==== MATERIAL SHOWN

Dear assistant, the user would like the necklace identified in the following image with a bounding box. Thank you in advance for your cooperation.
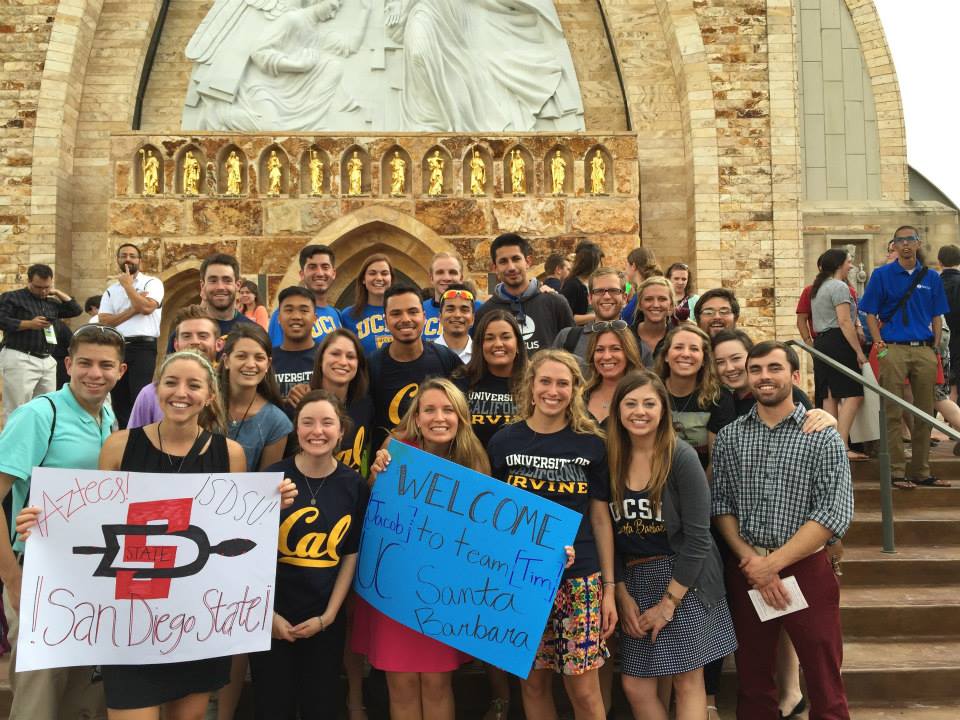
[157,420,202,472]
[231,393,257,440]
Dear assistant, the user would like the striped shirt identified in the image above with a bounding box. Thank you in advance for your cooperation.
[711,405,853,548]
[0,288,83,354]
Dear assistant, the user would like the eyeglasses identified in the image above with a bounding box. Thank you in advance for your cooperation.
[590,320,630,333]
[440,290,473,302]
[700,308,733,317]
[73,323,125,344]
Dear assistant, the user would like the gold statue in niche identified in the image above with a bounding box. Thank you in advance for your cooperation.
[183,150,200,195]
[590,150,607,195]
[140,148,160,195]
[550,150,567,195]
[267,150,283,197]
[347,150,363,196]
[510,149,527,195]
[470,150,487,196]
[390,150,407,195]
[227,150,243,195]
[427,150,444,197]
[310,150,323,195]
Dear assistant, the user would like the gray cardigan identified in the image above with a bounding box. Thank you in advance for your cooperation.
[617,438,726,607]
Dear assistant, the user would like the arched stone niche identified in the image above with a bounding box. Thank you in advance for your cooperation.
[462,145,494,197]
[257,143,290,197]
[420,145,456,197]
[300,144,331,197]
[380,145,413,197]
[173,143,207,195]
[217,143,248,197]
[583,145,616,196]
[503,145,537,195]
[543,145,574,195]
[133,145,164,195]
[340,145,372,196]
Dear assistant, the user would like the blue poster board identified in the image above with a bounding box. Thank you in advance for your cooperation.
[354,441,581,678]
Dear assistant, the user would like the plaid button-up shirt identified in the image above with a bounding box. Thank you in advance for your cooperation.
[711,405,853,548]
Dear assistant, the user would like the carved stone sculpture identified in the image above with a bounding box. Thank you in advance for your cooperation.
[550,150,567,195]
[390,150,407,195]
[310,150,323,195]
[347,150,363,196]
[182,0,584,132]
[267,150,283,197]
[140,149,160,195]
[510,148,527,195]
[227,150,243,195]
[590,150,607,195]
[183,150,200,195]
[470,150,487,196]
[427,150,445,197]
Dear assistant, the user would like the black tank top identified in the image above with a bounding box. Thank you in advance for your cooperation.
[120,428,230,473]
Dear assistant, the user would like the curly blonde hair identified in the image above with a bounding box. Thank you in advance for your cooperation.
[514,348,603,438]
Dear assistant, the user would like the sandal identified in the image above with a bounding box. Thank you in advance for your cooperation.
[913,475,952,487]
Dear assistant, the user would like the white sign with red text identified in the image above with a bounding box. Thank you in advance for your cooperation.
[17,468,283,671]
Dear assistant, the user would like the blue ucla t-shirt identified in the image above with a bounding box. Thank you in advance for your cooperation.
[340,305,393,355]
[267,306,343,347]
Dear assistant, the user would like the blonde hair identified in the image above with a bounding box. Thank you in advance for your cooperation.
[583,327,643,399]
[606,370,677,510]
[157,350,227,434]
[392,378,490,475]
[515,348,603,437]
[656,322,720,410]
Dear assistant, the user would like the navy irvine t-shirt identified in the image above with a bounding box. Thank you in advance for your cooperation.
[370,343,463,448]
[267,457,368,625]
[467,375,517,447]
[487,422,610,580]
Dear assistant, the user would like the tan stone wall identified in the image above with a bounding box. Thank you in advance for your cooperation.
[0,0,58,288]
[141,0,627,133]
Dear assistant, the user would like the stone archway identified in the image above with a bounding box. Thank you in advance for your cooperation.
[271,205,464,306]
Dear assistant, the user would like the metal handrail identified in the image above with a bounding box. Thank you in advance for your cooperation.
[787,340,960,553]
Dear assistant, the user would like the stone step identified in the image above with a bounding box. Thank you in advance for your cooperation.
[840,576,960,640]
[843,506,960,554]
[841,545,960,588]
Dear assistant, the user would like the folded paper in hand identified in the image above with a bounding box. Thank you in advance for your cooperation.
[748,575,809,622]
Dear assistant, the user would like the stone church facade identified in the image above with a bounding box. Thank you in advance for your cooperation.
[0,0,958,336]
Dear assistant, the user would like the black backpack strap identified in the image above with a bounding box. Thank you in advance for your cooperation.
[880,265,930,325]
[37,395,57,465]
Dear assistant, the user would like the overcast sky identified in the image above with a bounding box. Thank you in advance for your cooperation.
[874,0,960,204]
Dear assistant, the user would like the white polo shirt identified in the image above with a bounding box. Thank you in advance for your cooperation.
[100,273,163,338]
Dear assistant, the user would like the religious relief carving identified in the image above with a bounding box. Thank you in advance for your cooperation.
[267,150,283,197]
[470,149,487,197]
[140,148,160,196]
[550,150,567,195]
[510,148,527,195]
[183,150,200,195]
[390,150,407,197]
[427,150,446,197]
[590,148,607,195]
[182,0,584,132]
[310,150,323,197]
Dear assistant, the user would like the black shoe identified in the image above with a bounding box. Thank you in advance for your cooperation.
[780,695,807,720]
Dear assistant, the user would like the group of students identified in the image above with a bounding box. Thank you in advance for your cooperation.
[0,234,852,720]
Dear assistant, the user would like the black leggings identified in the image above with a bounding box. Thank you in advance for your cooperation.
[250,612,346,720]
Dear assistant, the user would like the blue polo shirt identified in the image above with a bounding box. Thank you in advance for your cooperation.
[267,305,343,347]
[860,262,950,342]
[0,385,114,552]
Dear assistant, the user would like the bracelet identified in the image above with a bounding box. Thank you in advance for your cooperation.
[663,590,683,608]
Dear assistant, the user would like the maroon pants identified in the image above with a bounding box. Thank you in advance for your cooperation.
[726,550,850,720]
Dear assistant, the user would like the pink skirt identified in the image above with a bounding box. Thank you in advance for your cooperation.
[350,596,473,672]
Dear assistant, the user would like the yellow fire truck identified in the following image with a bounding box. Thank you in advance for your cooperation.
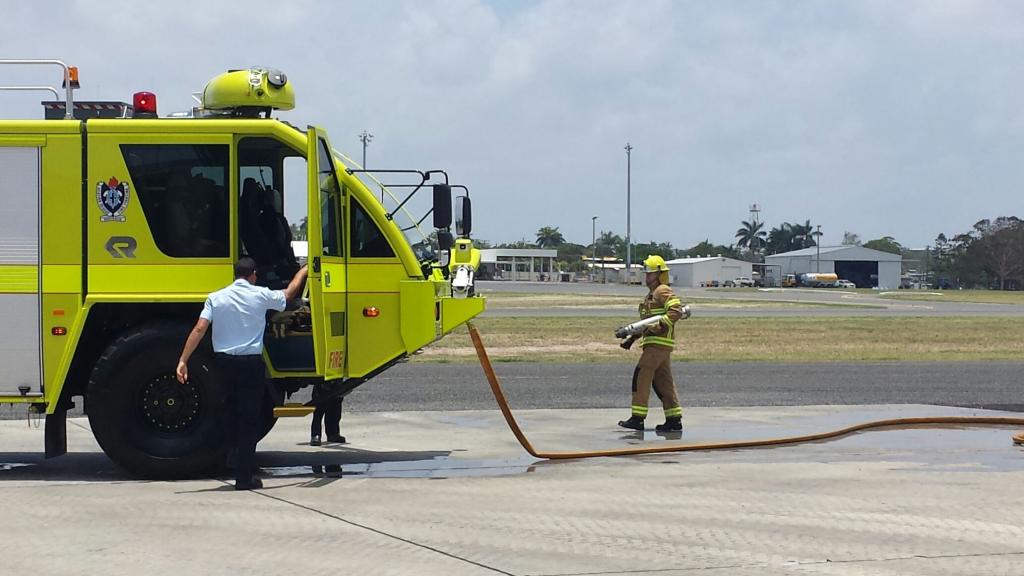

========

*TASK DIRECTIONS*
Please output the material above exactly as it appears, everything from the line containing "Dear assistant, the user would like the metal" down to the line containing "[780,695,807,720]", with both of those lines included.

*SOLUTION TO THIS EXERCISE*
Dear assistant, the user would like the metal handrail identified in the image above with a bounding box. Thank you in advance for your cooperation.
[787,340,960,553]
Dear assistant, the user would like the stone step identified in the image above with a bounding box. Thank you in advance for your cooperation.
[840,576,960,640]
[843,506,960,554]
[841,545,960,588]
Dear assistant, the user would like the folded paper in hand identified in the image above with a bounding box. Thank you in advance for your cooperation.
[748,575,809,622]
Dear assistant, the user would like the stone church facade identified in the image above with a bounding box. Thank you in advance for your cooperation.
[0,0,958,336]
Dear assistant, the user would like the black backpack strap identified in the image above with a bounding box. Thank you in advance for your cooperation.
[880,265,930,325]
[37,395,57,465]
Dear assistant, the user would like the overcast sky identified in the image above with a bounding box. Thank you in advance for your cooperation.
[874,0,960,204]
Dear assistant, the user would like the white polo shirt identified in the image above with a bounding box. Thank you in advance for your cooperation.
[100,273,163,338]
Dear assistant, the user would like the religious relief carving identified in the image above with a bounding box. Thank you in advance for your cooperation.
[267,150,283,197]
[470,149,487,197]
[140,148,160,196]
[550,150,567,195]
[510,148,527,195]
[183,150,200,195]
[390,150,407,197]
[427,150,446,197]
[590,148,607,195]
[182,0,584,132]
[310,150,323,197]
Dear assistant, the user would like the black shoe identified in the image above with a bounding box. Thank you in advance for your cooperation.
[780,695,807,720]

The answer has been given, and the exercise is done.